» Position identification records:
####

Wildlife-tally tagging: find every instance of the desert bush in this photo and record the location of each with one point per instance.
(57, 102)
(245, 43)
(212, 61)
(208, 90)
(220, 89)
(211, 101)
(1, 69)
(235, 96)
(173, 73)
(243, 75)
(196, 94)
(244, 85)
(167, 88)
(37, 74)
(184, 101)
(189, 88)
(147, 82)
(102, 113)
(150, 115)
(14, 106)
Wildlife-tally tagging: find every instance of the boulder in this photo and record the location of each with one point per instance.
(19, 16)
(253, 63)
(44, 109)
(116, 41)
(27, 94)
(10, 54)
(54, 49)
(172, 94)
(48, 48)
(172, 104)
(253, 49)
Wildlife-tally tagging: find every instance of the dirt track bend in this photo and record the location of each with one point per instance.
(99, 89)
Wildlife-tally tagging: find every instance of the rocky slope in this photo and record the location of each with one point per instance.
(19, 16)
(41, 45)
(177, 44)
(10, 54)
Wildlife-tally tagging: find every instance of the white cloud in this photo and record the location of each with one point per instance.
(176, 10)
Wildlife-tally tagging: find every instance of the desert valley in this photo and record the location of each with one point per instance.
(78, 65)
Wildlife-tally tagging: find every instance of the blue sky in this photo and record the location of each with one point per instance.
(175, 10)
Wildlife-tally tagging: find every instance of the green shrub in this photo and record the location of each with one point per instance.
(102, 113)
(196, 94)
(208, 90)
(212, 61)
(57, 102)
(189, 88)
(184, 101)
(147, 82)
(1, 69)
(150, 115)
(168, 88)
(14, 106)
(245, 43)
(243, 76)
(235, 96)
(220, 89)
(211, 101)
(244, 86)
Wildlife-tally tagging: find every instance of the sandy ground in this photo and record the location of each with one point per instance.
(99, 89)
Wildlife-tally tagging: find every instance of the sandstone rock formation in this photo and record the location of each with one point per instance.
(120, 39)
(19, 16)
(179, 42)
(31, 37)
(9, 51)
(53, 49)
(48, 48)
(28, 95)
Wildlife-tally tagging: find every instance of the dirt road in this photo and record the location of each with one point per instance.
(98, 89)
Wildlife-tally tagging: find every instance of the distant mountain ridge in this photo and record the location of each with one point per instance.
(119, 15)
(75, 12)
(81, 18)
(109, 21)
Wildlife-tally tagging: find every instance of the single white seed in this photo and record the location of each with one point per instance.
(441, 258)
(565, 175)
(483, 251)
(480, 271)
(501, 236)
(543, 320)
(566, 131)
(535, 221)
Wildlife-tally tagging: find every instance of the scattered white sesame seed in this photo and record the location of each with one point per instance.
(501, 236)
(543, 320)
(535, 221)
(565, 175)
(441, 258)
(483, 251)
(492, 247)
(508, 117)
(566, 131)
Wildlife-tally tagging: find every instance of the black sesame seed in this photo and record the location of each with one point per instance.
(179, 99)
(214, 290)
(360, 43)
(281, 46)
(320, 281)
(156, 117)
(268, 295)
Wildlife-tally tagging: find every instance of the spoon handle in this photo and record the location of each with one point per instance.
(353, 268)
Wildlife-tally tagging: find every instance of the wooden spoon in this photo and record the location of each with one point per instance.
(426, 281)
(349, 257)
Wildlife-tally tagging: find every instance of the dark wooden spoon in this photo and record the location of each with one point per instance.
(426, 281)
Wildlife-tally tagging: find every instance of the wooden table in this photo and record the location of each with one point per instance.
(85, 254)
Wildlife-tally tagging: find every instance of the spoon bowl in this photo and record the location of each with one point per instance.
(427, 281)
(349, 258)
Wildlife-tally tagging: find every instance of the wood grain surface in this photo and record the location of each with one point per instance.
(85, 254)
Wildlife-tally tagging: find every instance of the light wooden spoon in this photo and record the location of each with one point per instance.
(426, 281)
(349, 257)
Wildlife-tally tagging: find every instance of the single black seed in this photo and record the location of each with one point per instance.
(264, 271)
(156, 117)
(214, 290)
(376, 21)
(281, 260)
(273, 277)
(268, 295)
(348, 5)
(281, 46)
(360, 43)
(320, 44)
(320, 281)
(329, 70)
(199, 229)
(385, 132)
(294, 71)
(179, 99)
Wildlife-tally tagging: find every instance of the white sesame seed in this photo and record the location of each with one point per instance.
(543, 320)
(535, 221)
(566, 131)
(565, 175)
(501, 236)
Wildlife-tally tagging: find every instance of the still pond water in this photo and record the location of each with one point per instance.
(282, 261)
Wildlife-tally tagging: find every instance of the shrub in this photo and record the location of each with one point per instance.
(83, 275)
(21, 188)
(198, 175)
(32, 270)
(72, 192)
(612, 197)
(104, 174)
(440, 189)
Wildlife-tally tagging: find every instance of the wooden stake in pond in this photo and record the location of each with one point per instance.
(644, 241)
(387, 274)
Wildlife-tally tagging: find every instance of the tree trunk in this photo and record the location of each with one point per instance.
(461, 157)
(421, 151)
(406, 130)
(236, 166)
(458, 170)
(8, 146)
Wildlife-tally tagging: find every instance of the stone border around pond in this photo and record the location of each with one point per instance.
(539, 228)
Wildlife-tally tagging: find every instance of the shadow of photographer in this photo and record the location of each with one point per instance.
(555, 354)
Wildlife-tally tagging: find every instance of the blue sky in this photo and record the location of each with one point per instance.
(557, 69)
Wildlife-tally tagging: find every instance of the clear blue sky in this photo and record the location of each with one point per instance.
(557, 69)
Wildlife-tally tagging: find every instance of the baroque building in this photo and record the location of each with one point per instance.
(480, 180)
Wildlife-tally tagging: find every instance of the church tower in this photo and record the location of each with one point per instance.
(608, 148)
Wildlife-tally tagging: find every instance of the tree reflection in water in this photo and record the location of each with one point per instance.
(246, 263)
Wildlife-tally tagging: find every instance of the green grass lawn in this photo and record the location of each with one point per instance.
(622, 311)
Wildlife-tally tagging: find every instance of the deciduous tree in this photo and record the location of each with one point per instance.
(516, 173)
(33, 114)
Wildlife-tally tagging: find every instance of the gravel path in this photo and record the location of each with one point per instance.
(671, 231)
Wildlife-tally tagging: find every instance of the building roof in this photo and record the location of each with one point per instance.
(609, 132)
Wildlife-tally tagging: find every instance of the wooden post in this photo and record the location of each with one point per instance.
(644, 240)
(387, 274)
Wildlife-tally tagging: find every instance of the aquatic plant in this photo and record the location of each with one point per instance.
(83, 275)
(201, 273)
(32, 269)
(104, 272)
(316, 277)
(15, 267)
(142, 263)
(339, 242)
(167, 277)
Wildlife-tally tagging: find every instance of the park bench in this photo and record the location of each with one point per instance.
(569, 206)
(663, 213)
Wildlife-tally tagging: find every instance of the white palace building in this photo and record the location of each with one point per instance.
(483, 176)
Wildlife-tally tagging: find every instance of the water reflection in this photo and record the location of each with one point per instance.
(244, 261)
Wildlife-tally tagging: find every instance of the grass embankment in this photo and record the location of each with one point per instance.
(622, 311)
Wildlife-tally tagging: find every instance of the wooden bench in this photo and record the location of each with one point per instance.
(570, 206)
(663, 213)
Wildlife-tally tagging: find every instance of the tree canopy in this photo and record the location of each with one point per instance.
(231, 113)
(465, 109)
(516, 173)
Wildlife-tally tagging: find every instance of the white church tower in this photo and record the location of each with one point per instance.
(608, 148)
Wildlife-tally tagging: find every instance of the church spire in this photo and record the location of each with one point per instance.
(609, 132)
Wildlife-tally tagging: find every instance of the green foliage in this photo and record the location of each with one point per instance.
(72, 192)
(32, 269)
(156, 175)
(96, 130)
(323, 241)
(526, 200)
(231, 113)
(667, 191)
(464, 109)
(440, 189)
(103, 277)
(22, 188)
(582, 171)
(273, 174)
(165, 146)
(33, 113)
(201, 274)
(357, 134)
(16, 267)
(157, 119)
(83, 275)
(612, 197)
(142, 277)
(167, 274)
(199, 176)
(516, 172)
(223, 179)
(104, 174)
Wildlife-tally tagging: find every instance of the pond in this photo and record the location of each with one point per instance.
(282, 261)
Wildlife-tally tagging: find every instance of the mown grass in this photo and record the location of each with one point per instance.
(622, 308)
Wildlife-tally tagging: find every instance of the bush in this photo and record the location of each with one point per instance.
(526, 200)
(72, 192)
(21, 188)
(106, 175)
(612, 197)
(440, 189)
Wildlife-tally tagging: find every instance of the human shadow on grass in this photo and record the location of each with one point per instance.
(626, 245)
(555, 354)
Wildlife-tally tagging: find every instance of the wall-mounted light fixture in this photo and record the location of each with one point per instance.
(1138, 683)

####

» EXERCISE REQUIREMENTS: Quote exactly what appears from the line containing "Wildlife-tally tagging: find every instance of the bush" through the final line of the listing above, including both of those lines.

» ANSWER:
Wildlife-tally tagging: find every instance of the bush in this photo and record the location of each with one point per instance.
(526, 200)
(72, 192)
(21, 188)
(106, 175)
(612, 197)
(440, 189)
Wildlife-tally tagging: find every instance of the human shadow on grass in this photo and record the location of each with one point per instance.
(626, 245)
(555, 354)
Wildlife-tally tagging: find every instance of the wall-mounted light fixture in this photo and record the location of each with one point per instance.
(1138, 683)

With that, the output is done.